= Exercise objective =
Find each line in the entries below that contains the word "segment", matching case exactly, and copy those lines.

####################

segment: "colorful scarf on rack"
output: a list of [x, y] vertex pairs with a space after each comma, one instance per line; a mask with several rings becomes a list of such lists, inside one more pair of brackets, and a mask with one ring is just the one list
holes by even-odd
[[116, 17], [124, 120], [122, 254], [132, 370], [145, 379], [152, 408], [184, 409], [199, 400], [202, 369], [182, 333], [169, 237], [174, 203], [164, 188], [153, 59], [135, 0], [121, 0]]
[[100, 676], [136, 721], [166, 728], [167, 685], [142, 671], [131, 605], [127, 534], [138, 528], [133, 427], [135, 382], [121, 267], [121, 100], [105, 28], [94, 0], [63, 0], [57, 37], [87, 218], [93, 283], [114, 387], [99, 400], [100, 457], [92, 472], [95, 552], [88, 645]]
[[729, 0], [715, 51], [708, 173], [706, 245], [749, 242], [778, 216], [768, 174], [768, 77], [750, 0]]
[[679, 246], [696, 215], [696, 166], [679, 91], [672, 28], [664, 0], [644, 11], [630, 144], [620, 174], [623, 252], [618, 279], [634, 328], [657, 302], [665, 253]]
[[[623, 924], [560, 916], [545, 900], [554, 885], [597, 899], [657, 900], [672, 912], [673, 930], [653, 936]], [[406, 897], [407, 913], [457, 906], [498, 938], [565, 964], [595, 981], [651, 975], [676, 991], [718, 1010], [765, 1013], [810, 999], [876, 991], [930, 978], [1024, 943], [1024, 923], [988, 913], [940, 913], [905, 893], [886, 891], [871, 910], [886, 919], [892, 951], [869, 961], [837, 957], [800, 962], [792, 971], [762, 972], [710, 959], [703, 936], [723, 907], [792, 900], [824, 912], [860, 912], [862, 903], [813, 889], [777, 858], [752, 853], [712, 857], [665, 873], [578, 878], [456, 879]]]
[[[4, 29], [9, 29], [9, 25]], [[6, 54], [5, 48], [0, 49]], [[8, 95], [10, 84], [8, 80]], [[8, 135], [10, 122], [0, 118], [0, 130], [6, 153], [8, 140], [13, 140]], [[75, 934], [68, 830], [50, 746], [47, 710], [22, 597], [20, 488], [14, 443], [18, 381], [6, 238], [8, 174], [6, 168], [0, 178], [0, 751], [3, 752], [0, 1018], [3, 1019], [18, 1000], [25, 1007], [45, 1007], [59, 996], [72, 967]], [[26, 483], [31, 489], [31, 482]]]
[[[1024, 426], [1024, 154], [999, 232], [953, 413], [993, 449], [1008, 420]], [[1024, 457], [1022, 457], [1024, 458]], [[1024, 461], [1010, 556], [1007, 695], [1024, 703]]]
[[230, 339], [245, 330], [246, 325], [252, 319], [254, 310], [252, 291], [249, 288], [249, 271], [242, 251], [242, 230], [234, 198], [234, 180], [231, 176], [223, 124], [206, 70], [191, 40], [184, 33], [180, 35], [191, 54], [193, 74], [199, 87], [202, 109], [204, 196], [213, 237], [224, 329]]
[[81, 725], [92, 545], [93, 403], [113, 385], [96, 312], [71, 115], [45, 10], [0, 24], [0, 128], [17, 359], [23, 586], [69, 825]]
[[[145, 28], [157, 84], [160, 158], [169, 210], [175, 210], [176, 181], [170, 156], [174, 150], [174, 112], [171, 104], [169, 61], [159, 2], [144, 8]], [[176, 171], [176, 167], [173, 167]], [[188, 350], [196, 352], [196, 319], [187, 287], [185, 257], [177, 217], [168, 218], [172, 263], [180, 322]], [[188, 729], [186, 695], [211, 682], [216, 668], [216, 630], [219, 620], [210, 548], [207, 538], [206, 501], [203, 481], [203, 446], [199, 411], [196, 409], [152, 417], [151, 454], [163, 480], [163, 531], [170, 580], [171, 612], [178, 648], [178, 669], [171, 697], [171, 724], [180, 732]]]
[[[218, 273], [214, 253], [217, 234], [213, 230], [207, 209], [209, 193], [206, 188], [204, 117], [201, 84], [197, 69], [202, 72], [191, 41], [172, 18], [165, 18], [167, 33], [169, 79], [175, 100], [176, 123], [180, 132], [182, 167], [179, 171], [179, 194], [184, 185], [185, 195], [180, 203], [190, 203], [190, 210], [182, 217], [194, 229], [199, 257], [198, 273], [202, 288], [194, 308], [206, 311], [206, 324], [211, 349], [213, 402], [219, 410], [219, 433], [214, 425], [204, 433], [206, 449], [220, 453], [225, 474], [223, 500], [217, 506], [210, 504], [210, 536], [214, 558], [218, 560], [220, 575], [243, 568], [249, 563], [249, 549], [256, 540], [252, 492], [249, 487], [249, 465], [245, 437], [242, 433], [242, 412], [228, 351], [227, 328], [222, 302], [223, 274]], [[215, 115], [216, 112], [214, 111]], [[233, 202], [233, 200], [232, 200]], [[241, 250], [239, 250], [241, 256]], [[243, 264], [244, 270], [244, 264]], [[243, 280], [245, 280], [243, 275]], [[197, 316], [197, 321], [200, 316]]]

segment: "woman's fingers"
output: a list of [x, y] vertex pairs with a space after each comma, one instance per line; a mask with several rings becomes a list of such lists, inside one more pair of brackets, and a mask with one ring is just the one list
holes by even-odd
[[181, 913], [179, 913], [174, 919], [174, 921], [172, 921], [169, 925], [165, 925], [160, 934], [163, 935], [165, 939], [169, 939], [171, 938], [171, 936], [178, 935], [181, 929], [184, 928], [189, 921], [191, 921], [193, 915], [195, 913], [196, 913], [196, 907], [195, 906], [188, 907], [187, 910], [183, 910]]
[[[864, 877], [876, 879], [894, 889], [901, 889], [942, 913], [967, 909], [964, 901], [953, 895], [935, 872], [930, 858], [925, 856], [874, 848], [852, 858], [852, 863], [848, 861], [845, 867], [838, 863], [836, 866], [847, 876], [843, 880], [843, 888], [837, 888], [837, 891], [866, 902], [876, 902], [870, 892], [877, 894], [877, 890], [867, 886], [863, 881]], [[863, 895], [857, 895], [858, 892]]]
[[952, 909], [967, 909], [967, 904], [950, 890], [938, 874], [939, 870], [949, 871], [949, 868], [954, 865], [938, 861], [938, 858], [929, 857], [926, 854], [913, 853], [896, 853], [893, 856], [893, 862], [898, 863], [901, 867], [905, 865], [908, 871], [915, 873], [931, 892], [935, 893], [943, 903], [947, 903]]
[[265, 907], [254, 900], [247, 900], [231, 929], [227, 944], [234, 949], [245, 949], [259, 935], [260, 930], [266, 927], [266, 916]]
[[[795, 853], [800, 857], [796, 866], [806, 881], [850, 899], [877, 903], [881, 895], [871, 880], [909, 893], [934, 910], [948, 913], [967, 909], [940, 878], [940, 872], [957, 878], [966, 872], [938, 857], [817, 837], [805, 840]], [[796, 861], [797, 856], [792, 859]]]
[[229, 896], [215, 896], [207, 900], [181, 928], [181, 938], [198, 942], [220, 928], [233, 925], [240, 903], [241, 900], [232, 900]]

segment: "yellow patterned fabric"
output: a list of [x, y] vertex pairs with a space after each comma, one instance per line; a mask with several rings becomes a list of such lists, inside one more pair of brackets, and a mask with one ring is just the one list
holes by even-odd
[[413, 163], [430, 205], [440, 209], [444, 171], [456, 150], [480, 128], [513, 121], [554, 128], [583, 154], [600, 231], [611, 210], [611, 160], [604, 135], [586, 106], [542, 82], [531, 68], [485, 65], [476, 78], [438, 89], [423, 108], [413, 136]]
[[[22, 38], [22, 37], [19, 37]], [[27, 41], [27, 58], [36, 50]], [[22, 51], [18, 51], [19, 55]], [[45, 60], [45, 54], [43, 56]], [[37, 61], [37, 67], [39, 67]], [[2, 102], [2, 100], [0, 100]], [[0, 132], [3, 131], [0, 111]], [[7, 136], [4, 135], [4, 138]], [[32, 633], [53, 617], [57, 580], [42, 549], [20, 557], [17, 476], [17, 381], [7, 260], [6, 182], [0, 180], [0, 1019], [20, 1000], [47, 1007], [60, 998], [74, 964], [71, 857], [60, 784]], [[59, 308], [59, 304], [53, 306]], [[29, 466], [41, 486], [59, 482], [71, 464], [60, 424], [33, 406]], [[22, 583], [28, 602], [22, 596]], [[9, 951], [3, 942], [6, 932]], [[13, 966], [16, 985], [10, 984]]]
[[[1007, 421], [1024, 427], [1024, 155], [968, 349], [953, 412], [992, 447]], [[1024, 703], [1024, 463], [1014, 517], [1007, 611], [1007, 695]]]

####################

= Finished task =
segment: "colorful scarf on rack"
segment: "woman's fingers"
segment: "yellow patterned fabric"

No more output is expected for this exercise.